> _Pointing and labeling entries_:
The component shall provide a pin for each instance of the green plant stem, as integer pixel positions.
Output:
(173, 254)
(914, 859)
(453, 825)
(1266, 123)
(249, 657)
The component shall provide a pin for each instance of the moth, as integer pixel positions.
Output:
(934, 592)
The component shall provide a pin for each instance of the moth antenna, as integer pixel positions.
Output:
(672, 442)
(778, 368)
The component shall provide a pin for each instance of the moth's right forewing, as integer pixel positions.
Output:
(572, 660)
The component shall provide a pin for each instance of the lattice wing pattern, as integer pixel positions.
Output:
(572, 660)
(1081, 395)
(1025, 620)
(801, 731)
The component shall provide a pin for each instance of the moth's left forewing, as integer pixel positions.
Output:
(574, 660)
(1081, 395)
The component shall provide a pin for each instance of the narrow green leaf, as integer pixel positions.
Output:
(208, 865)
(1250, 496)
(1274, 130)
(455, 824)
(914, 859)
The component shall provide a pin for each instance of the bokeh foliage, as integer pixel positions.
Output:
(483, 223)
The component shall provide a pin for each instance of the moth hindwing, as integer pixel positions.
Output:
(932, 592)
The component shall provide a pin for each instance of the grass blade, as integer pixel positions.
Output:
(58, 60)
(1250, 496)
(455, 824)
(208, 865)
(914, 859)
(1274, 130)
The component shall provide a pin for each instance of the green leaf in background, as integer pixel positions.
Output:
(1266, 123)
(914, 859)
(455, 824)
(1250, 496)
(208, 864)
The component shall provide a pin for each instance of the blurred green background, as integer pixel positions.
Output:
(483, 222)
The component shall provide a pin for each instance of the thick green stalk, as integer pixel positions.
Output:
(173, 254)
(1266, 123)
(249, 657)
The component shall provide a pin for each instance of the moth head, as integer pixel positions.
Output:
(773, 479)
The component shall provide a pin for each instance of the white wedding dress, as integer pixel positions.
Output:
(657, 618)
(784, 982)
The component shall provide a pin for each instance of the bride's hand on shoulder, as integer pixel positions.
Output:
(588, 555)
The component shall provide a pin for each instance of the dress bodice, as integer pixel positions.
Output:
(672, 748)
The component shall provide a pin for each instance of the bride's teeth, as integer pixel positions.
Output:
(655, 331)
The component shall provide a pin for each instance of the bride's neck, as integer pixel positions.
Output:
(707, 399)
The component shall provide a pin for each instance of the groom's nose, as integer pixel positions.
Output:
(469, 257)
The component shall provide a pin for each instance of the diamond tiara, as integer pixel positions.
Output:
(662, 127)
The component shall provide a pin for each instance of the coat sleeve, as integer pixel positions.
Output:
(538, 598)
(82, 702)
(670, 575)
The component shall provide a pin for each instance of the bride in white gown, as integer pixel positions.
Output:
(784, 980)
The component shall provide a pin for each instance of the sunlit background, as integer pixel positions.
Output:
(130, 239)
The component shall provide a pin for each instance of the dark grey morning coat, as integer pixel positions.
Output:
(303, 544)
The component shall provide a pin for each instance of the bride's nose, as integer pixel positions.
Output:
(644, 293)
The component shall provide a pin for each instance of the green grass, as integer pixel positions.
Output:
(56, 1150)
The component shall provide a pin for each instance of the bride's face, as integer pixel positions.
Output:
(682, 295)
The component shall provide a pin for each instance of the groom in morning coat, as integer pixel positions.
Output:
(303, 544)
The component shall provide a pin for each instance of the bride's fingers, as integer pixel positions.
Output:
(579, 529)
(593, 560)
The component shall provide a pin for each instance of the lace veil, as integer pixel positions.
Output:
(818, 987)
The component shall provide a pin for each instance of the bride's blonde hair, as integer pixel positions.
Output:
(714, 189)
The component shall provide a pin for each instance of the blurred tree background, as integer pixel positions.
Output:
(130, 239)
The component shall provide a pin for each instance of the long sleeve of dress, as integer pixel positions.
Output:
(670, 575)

> _Given request_: Repeat exactly the lines from the line containing "sunlit background, as integer pixel positions." through the end of the listing above; both boundary lines are part of the output.

> _Exercise result_:
The component shall provide a pin for each instance of the sunlit background, as integer pixel positions.
Output:
(130, 239)
The component shall provide a pin for each instance of the dark grey morning coat, as integer pixel positions.
Output:
(303, 544)
The component shall provide a pin for each instance of the bride's nose, as integer pixel positions.
Output:
(644, 293)
The component shall provide a pin for each instance of the green grass, as integer pixel positions.
Output:
(56, 1150)
The component shall provide a pin for each instance of the bride's face, as integer pixel positions.
Output:
(682, 295)
The component shall provide a pin for each instance of the groom in morning coat, as integer pixel positions.
Output:
(303, 544)
The component shall provide a pin for each instance of the bride's fingers, as integer pixel positions.
Output:
(579, 529)
(593, 560)
The component shall provide a pin for each instance of the lace veil, as integer pixel positions.
Output:
(818, 987)
The component shall provide a pin for each instance of the bride's blonde hair, as integer pixel positions.
Output:
(714, 189)
The component shall provide a pin for each instance of the blurred tree background, as integer pixel positions.
Output:
(130, 239)
The component shall provide a pin for each instance of the long sleeve of dress, as integer pixel positions.
Output:
(670, 575)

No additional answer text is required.